# GIVEN PROBLEM
Locate every line below that contains the string "neck", and copy each of those lines.

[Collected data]
↓↓↓
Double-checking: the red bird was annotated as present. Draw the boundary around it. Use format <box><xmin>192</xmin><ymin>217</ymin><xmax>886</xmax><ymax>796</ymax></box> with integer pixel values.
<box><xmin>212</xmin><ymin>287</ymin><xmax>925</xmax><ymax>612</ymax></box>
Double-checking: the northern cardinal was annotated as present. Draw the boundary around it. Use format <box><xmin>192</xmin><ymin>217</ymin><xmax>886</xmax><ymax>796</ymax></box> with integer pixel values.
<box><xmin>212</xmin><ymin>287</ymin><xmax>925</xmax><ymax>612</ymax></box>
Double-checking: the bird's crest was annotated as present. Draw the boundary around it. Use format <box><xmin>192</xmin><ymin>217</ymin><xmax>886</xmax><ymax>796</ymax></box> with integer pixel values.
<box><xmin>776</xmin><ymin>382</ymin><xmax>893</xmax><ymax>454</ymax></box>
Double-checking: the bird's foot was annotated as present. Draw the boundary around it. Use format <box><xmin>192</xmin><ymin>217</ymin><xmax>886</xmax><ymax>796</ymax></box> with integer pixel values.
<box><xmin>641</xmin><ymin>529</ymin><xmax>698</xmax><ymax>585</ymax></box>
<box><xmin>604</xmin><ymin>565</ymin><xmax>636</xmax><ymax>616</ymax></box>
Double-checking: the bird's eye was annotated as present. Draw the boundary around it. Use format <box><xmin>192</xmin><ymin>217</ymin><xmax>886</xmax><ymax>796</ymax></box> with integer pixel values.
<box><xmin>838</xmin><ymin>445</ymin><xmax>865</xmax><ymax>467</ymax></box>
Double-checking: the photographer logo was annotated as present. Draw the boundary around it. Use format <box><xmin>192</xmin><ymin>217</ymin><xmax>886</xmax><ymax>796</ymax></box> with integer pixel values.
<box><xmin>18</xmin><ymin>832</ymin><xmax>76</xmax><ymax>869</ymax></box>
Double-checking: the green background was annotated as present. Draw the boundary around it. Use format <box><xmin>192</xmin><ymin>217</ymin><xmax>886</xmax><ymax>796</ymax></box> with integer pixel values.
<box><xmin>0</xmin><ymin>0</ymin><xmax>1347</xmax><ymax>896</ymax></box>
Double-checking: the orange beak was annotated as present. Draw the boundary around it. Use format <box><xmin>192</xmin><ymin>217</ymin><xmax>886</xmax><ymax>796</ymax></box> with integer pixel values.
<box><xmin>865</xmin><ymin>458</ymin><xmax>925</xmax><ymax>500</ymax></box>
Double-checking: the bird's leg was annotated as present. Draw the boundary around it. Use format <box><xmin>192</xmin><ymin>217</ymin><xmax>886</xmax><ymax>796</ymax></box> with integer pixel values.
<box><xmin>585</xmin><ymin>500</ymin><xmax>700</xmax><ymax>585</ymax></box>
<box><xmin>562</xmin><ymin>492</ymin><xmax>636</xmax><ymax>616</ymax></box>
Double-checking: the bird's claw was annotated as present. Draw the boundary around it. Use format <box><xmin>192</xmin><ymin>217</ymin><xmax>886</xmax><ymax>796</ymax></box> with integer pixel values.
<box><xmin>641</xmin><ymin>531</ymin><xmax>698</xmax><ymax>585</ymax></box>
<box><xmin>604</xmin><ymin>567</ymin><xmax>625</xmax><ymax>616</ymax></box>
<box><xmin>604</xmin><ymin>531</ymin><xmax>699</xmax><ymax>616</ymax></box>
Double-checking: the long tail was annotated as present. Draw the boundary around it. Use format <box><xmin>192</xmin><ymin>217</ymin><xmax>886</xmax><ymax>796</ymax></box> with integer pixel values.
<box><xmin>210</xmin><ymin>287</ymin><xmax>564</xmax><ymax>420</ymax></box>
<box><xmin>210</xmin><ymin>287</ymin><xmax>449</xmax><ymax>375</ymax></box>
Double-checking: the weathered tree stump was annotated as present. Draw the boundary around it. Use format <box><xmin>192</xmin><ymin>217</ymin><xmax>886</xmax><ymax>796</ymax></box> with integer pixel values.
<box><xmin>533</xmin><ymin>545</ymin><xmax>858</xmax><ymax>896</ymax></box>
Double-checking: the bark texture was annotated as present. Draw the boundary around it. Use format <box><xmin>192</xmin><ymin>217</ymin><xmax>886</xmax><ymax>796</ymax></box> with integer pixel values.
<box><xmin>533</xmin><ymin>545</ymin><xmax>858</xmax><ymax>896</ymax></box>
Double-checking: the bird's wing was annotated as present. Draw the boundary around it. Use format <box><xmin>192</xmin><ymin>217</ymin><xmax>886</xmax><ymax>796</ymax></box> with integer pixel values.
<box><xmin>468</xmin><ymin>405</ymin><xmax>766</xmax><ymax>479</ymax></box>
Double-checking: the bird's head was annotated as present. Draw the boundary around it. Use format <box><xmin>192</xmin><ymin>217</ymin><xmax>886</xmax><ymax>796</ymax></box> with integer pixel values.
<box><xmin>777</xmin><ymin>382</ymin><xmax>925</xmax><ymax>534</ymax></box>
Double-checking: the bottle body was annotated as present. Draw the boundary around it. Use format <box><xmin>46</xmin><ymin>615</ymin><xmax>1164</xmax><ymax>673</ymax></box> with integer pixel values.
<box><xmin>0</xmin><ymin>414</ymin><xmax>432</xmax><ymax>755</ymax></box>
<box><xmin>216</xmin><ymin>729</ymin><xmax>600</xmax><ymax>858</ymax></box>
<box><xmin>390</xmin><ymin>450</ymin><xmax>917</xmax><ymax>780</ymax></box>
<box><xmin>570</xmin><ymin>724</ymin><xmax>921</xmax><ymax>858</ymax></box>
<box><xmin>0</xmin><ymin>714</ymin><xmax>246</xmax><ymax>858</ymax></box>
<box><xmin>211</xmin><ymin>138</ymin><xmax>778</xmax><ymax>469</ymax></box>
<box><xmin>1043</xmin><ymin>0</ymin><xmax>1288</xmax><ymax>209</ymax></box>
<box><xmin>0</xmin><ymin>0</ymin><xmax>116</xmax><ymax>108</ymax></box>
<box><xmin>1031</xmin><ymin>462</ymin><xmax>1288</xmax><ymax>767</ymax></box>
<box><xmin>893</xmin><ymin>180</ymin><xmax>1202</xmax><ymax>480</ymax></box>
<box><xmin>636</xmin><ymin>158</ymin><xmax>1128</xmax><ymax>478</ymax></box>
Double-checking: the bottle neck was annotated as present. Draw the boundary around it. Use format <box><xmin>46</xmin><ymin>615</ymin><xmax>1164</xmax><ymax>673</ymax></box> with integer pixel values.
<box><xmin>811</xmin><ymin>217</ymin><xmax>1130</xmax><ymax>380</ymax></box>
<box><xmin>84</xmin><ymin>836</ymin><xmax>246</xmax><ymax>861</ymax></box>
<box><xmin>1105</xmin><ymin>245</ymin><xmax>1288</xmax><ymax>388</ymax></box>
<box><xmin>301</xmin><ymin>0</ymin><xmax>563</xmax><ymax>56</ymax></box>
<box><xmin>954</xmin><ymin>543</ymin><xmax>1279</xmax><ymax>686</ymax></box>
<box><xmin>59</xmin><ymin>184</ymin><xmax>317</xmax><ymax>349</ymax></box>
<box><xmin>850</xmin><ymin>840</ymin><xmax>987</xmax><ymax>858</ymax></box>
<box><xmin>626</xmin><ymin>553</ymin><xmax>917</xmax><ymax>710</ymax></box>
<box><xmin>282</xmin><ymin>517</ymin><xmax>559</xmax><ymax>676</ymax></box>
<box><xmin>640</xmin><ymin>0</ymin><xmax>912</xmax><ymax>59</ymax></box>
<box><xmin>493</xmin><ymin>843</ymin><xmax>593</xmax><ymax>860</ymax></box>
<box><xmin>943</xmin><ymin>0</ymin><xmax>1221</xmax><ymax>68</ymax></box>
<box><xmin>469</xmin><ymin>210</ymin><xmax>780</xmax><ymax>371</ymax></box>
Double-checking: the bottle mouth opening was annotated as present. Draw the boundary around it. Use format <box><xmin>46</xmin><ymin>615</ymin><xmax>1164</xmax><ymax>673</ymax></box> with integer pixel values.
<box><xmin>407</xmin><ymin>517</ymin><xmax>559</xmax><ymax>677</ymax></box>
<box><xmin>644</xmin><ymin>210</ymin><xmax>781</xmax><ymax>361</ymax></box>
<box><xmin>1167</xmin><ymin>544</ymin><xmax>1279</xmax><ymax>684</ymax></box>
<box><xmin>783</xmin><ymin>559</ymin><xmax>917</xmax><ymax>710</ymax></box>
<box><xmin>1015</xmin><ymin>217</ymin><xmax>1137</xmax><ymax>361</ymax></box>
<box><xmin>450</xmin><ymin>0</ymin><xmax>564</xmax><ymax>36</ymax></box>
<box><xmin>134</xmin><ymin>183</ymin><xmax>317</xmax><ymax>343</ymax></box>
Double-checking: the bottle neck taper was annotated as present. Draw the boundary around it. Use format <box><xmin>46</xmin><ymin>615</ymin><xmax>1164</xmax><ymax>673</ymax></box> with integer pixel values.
↑↑↑
# EXERCISE OUTPUT
Double-checking: the bottle neck was annotated as present. Draw the boundary around it. Use format <box><xmin>46</xmin><ymin>615</ymin><xmax>1164</xmax><ymax>673</ymax></box> with integer pixel values.
Double-checking: the bottle neck taper was annotated as present. Draw the boundary around it. Use format <box><xmin>46</xmin><ymin>615</ymin><xmax>1164</xmax><ymax>673</ymax></box> with integer pixel values.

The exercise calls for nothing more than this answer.